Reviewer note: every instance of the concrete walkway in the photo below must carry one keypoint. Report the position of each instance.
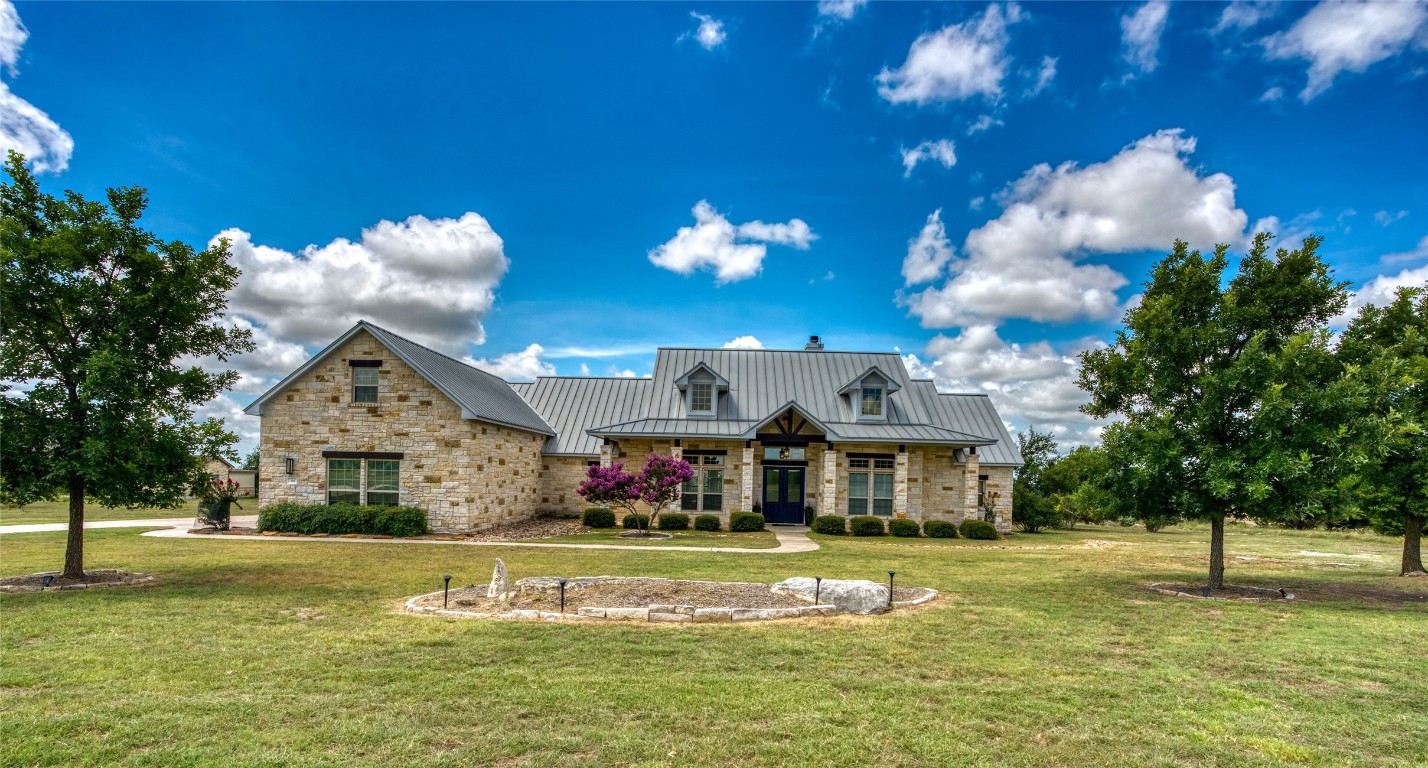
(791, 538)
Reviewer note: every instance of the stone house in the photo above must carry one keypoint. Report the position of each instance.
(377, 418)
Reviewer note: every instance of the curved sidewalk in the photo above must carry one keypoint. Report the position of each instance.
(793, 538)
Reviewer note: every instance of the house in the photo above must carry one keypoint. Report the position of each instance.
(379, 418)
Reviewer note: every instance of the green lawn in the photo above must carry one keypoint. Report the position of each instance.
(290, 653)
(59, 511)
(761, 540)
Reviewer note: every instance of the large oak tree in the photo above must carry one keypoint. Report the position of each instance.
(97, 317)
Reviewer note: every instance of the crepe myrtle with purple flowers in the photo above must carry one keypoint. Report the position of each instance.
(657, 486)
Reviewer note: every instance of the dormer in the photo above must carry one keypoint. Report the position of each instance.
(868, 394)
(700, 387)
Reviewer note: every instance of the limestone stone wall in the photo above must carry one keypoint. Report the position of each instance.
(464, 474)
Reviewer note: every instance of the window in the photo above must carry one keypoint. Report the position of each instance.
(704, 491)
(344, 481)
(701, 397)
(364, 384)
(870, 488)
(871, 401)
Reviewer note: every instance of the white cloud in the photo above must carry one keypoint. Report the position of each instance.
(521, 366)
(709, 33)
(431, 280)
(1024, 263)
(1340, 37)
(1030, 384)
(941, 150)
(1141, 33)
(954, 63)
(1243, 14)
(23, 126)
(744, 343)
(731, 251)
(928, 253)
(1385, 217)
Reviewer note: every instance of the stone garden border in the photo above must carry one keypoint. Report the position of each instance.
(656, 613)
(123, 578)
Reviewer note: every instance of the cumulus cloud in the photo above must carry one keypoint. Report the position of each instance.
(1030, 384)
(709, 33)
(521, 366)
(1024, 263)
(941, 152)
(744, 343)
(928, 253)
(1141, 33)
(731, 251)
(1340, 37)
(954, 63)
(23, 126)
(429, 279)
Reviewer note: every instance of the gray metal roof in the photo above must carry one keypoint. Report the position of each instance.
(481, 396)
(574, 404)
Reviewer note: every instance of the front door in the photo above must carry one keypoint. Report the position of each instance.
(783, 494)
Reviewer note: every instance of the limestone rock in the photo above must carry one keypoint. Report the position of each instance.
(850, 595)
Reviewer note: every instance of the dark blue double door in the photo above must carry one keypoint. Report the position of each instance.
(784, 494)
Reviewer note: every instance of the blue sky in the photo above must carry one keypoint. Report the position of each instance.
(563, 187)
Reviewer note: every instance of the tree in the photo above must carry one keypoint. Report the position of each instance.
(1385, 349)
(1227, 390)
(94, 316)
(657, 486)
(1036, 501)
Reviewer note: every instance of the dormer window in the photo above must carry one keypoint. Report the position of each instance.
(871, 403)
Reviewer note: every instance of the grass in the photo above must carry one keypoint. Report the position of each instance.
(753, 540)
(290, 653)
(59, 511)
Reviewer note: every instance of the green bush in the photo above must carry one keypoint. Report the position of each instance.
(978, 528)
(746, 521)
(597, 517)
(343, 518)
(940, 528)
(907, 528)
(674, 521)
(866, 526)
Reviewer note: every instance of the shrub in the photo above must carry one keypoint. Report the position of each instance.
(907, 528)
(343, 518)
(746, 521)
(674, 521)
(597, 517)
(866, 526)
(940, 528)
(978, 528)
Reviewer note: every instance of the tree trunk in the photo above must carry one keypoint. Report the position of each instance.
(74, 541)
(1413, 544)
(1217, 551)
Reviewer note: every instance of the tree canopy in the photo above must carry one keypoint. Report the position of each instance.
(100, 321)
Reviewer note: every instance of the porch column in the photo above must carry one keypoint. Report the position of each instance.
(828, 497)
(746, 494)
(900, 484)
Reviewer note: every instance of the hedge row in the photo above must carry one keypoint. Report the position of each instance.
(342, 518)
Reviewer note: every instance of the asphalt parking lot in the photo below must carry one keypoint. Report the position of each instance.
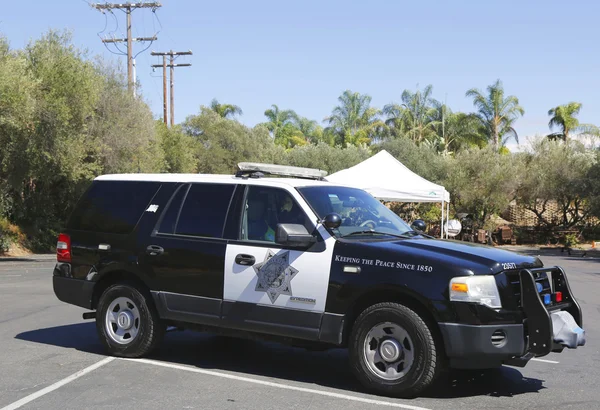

* [WHAT IS BEING ASKED]: A faithful, word-for-word copy of the data is needed; the pictures should not appear in it.

* [OUTPUT OF THE TASK]:
Reviewer note: every instance of the concrete walkway in the photo below must carry one keypoint. Report the position of each instance.
(791, 538)
Reviewer note: every instance of the stone house in the photo above must carry one keypoint. Report the position of each instance.
(377, 418)
Reviewer note: every instance of the curved sidewalk in the photo above must carry one keypoint. Report the position of each instance.
(793, 538)
Reviewer note: every instance of the house in the photo above must carry one keypoint. Report the position of each instance.
(379, 418)
Reviewer note: every instance of the green lawn in the photo above must carry one keypoint. Report the position of each instance.
(290, 653)
(59, 511)
(761, 540)
Reviewer note: every instance of the large oak tree in the photo above must carry one keypoint. Report the position of each instance.
(97, 317)
Reviewer note: every instance of the crepe myrtle with purple flowers in the photo above must carry one keypoint. Report the position of each instance.
(657, 486)
Reviewer note: every instance of the dormer in the photo above must carry one keypoint. Report the position of each instance.
(868, 394)
(700, 387)
Reviewer note: every instance of the limestone stone wall in the photo above must carry one keypoint. Report the position of each instance.
(464, 474)
Reviewer note: every instance of the window in the photo above must carry one keypoint. Report the position of each instance.
(704, 491)
(344, 481)
(701, 397)
(364, 384)
(870, 488)
(871, 401)
Reviewer note: every instance of the white cloud in the photo above must carry one keypoint. Report the position of each instance.
(521, 366)
(709, 33)
(431, 280)
(1024, 263)
(1340, 37)
(1030, 384)
(941, 150)
(1141, 33)
(954, 63)
(1243, 14)
(23, 126)
(744, 343)
(731, 251)
(928, 253)
(1385, 217)
Reviewer note: every instance of the stone garden border in the photo above must carry one keypoint. Report the position of each instance.
(656, 613)
(123, 578)
Reviewer note: every instance of the cumulus cloud in the photo above must carry one keypoint. Report the position of each instance.
(1030, 384)
(709, 33)
(521, 366)
(1024, 263)
(941, 152)
(744, 343)
(928, 253)
(1141, 33)
(731, 251)
(1340, 37)
(954, 63)
(23, 126)
(429, 279)
Reviewer note: every instance of the gray metal roof in the photo above must carry one keypoint. Report the position of each instance.
(481, 396)
(574, 404)
Reviewer note: every instance of the front door in the photo above must carry one keypoint. Report the position of each instance.
(783, 494)
Reviewer note: every instance of the limestone rock in the photo above must carry one keypoint. Report the position of each instance.
(850, 595)
Reviewer note: every instance of the dark blue double door in the photo above must carry one keypoint. Report the position of each instance.
(784, 494)
Reviewer note: every instance of the blue sky in the photo above must carry one keypoint. Report the position of each instance.
(563, 187)
Reviewer note: every instance of the tree in the photo above must carry one keypoint. Report the position of each instance.
(1385, 349)
(1227, 390)
(94, 316)
(657, 486)
(1036, 501)
Reviewer note: every instance of the dormer window in the photo above must carry one keypoint. Report the position of each instance.
(871, 403)
Reviewer note: every instance of the grass in the photo above must carry one keypoint. Report the position of each instance.
(753, 540)
(290, 653)
(59, 511)
Reviewer note: every instance of the green bush in the photo above must carry one keypoint. Report the position of each instance.
(978, 528)
(746, 521)
(597, 517)
(343, 518)
(940, 528)
(907, 528)
(674, 521)
(866, 526)
Reviewer note: every instance of the shrub in the photo above must carry one keypoint. Report the position of each instance.
(907, 528)
(343, 518)
(746, 521)
(674, 521)
(597, 517)
(866, 526)
(940, 528)
(978, 528)
Reviewer note: every instance of the tree trunk in the photo above must carry one keypoint. Report the position of each instance.
(74, 541)
(1413, 544)
(1217, 551)
Reviewer note: every instance of the tree canopy in the photo above must carry one keypoint. Report the position of each instance.
(100, 321)
Reviewer note: every instance of the porch column in the photo above must carry one keypoint. Report the position of each instance.
(828, 497)
(746, 494)
(900, 484)
Reviewer note: every instance of the hedge row in the photo above must carry one keypoint. Report the position of each instance.
(342, 518)
Reviewer note: every instance of the asphalt parking lot in the photo below must carry one keypoint. Report the position of each instance.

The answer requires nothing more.